• [DEINE AUFGABE] Übertrage sämtliche Einträge unten Zeile für Zeile unverändert in deine Antwort, lass dabei aber die Bilder weg.

• [ZU BEARBEITENDE EINTRÄGE]
━━━
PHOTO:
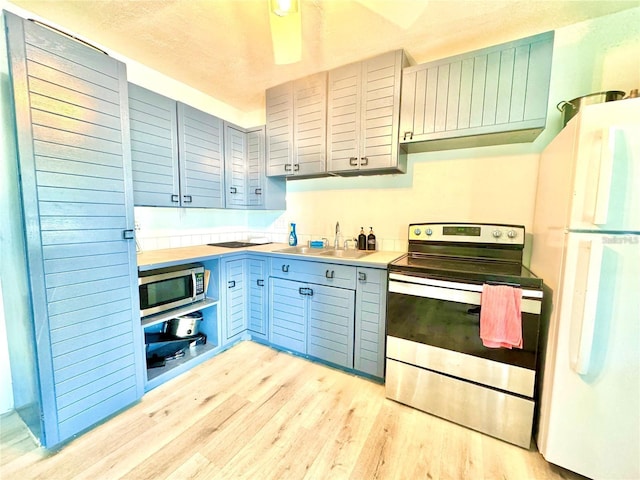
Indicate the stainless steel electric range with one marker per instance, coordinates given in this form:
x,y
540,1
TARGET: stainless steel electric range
x,y
436,361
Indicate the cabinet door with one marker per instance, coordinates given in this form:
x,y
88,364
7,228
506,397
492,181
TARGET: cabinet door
x,y
371,300
235,297
257,301
71,106
200,148
500,89
381,82
288,308
154,148
310,124
279,137
235,165
330,328
344,117
255,174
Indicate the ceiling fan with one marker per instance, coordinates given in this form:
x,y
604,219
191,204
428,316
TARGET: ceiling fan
x,y
286,31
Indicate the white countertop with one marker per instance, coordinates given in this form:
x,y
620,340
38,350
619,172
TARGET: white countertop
x,y
158,258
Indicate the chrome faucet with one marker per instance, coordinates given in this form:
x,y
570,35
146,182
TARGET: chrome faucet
x,y
346,242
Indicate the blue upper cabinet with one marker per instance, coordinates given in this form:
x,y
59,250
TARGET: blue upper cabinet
x,y
296,127
200,149
246,185
176,152
71,111
491,96
363,115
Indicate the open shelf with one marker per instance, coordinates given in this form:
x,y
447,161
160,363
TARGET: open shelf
x,y
176,312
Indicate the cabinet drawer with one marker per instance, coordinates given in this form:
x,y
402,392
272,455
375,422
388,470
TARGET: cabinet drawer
x,y
320,273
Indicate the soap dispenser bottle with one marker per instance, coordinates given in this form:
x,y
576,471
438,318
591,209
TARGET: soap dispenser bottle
x,y
293,238
362,240
371,240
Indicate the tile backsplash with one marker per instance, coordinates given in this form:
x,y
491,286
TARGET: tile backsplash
x,y
157,239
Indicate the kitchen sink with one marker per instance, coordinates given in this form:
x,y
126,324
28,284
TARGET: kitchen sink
x,y
325,252
302,250
345,253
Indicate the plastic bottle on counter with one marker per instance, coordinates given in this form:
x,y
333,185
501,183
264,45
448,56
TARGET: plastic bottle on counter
x,y
371,240
293,238
362,240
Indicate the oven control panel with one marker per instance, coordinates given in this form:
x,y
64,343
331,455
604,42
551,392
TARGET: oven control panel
x,y
467,232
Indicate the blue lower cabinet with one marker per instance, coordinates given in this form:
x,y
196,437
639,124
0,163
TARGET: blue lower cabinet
x,y
330,327
235,305
371,306
257,301
288,310
332,312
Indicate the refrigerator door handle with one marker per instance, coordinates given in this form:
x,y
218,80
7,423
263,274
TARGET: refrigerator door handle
x,y
585,304
607,151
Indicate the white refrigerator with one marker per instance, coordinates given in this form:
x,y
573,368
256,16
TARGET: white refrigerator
x,y
586,248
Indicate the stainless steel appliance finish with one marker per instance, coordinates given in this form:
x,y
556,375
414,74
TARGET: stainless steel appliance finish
x,y
435,358
166,288
462,402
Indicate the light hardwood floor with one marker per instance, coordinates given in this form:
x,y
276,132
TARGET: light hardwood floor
x,y
253,412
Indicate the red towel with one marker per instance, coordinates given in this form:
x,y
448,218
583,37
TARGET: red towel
x,y
500,316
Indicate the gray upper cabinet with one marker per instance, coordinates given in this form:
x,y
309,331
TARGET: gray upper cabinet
x,y
363,115
71,111
246,185
296,127
200,150
176,152
486,97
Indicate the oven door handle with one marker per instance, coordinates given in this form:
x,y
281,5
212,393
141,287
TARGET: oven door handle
x,y
453,295
450,284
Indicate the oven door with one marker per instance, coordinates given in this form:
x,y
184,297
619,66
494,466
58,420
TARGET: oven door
x,y
435,324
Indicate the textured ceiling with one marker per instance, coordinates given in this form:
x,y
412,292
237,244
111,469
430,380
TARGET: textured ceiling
x,y
223,47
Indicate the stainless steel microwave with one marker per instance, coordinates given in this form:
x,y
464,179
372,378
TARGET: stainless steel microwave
x,y
163,289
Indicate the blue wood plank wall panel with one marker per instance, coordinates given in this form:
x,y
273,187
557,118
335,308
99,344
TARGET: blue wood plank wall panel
x,y
71,113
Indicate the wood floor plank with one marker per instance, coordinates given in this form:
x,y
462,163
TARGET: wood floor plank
x,y
255,412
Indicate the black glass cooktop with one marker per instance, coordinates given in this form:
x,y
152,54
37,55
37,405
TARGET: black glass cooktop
x,y
466,269
236,244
━━━
• [VOLLSTÄNDIGE AUSGABE]
PHOTO:
Indicate the stainless steel electric range with one marker per instance, coordinates given in this form:
x,y
540,1
TARGET: stainless steel electric range
x,y
436,361
Indicate the cabinet door with one marker per instance, coordinates given in this form:
x,y
88,364
7,228
506,397
492,181
TARGET: cabinet door
x,y
371,300
235,297
257,301
71,106
200,148
500,89
381,82
288,308
154,148
310,124
279,137
235,165
330,328
344,117
255,174
Indicate the ceiling fan with one marker per instance, coordinates given in this form:
x,y
604,219
191,204
428,316
TARGET: ceiling fan
x,y
286,31
Indicate the white countertop with one marker per instance, coordinates given in this form:
x,y
620,340
38,350
619,172
TARGET: white countertop
x,y
158,258
Indicate the chrome faucet with one marker per instance, coordinates given in this form:
x,y
570,35
146,182
TARGET: chrome faucet
x,y
346,242
Indicate the blue upper cabinet with one marker per instance, coordinates given in this form:
x,y
59,250
TARGET: blue upper cabinet
x,y
296,127
200,149
246,185
176,152
71,111
491,96
363,115
Indicate the open shelf with one marker per instance, coordinates given in this form:
x,y
447,161
160,363
TARGET: open shelf
x,y
176,312
Indicate the cabinet drawer with one marker per instance, coordinates given in this form:
x,y
402,392
272,455
375,422
388,470
TARGET: cabinet drawer
x,y
320,273
Indicate the soap dispenser bottle with one marker per instance, coordinates given in this form:
x,y
576,471
438,318
591,209
TARGET: soap dispenser bottle
x,y
293,238
362,240
371,240
Indicate the tile backsplash with one marker per instance, coordinates given in this form:
x,y
491,286
TARGET: tile backsplash
x,y
157,239
Indicate the kitchen sink with one marker per instance, coordinates given in this form:
x,y
126,324
28,284
TARGET: kitchen sink
x,y
325,252
302,250
345,253
Indicate the plastic bottle on counter with one marker per instance, coordinates given in this form:
x,y
333,185
501,183
264,45
448,56
TARGET: plastic bottle on counter
x,y
371,240
293,238
362,240
Indicate the oven control panel with one marker per instance, coordinates given in this form:
x,y
64,343
331,455
604,42
551,392
TARGET: oven control panel
x,y
467,232
Indicate the blue lower cabinet with one marker per instance, coordinates given in this form:
x,y
196,437
639,124
0,163
TARGET: blue lower cabinet
x,y
330,327
235,305
371,306
257,301
288,310
332,312
Indicate the refrigerator door handle with one marker per instance, coordinates given in this form:
x,y
218,80
7,423
263,274
TARGET: refrigerator door handle
x,y
585,304
607,151
Indicate the white refrigerator with one marker per instance, coordinates given in this form:
x,y
573,368
256,16
TARGET: white refrigerator
x,y
586,248
Indicate the stainless steel appliance finish with one marker per instance, coordinates given in this form:
x,y
556,375
414,74
TARGET: stainless steel appliance finish
x,y
435,358
166,288
462,402
Indicate the light hardwood floor with one marker per instance, coordinates given in this form:
x,y
276,132
TARGET: light hardwood floor
x,y
253,412
Indicate the red towel with one marker per instance, coordinates given in this form:
x,y
448,218
583,37
TARGET: red towel
x,y
500,316
Indicate the gray upper cabinet with one marker per instance, coordinates given in this form:
x,y
309,331
TARGET: gray upper cabinet
x,y
363,115
71,111
246,185
296,127
200,150
176,152
486,97
Indicate the oven door handle with one marker per instance, coordinates given in this form:
x,y
281,5
212,393
141,287
TARGET: oven door handle
x,y
453,295
450,284
Indicate the oven door with one marker per instance, coordinates given in this form:
x,y
184,297
619,66
494,466
58,420
TARGET: oven door
x,y
435,324
Indicate the textured ceiling with one marker per instance, coordinates given in this form:
x,y
412,292
237,244
111,469
430,380
TARGET: textured ceiling
x,y
223,47
Indicate the stainless steel microwave with one marker per instance, coordinates given in this form:
x,y
464,179
372,378
TARGET: stainless steel microwave
x,y
163,289
Indicate the blue wood plank wall panel with one marker per instance, coordinates given in this form:
x,y
273,187
557,118
335,308
99,344
TARGET: blue wood plank wall panel
x,y
71,113
Indicate the wood floor plank with one marker per instance, coordinates given in this form:
x,y
462,163
TARGET: wood floor plank
x,y
255,412
Indicate the black glass cooktop with one marker per instance, coordinates given in this form:
x,y
152,54
37,55
37,405
TARGET: black glass cooktop
x,y
466,269
236,244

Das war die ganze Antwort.